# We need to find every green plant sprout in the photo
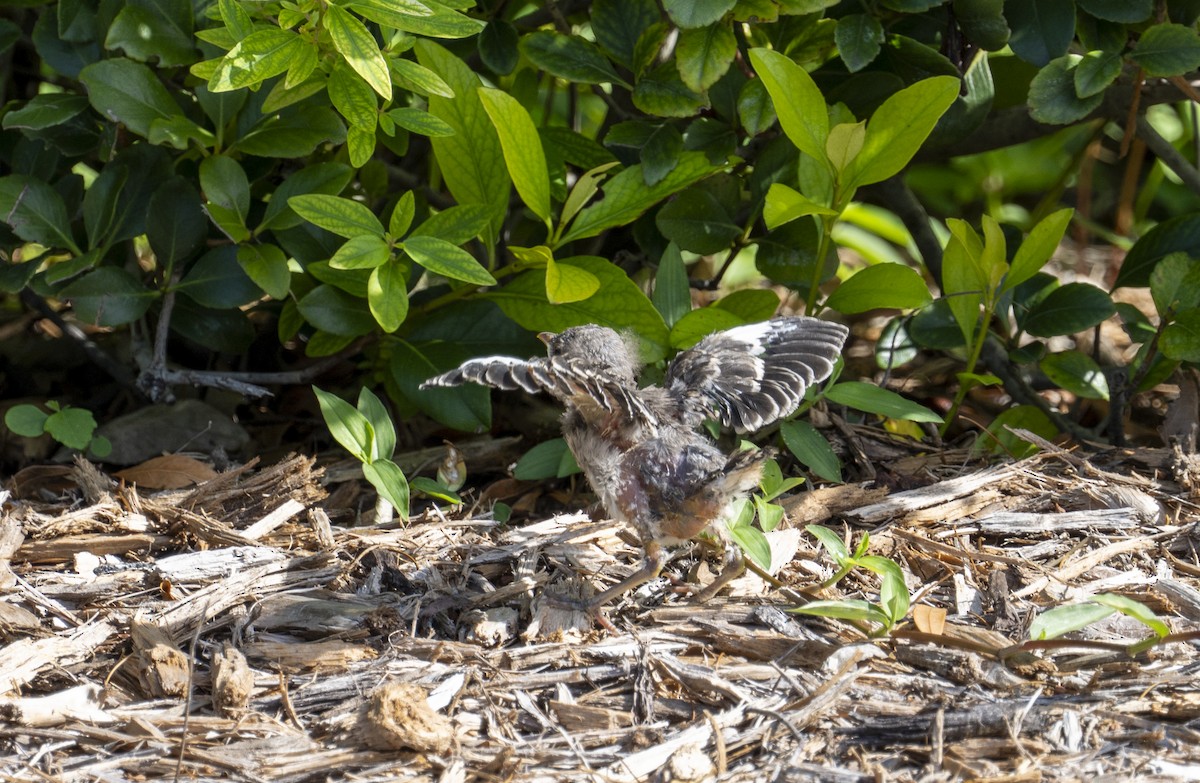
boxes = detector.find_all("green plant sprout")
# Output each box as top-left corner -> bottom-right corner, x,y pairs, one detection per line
312,387 -> 408,522
4,400 -> 113,459
790,525 -> 911,636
-*-*-
_The problem_
Reproduce every line of the material above, requests included, with each bounding-box coordinate in the answers multiplied by 2.05 and rounded to the nearest whole number, halves rounded up. Leave the pictures out of your answer.

_Expected answer_
# We need to find every green plant sprout in the photo
boxes = detector.find_all("green plant sprout")
# Output each box as top-left corner -> bottom-right corner, x,y pairs, one detection per line
640,793 -> 836,1070
8,820 -> 232,941
1620,1076 -> 1868,1304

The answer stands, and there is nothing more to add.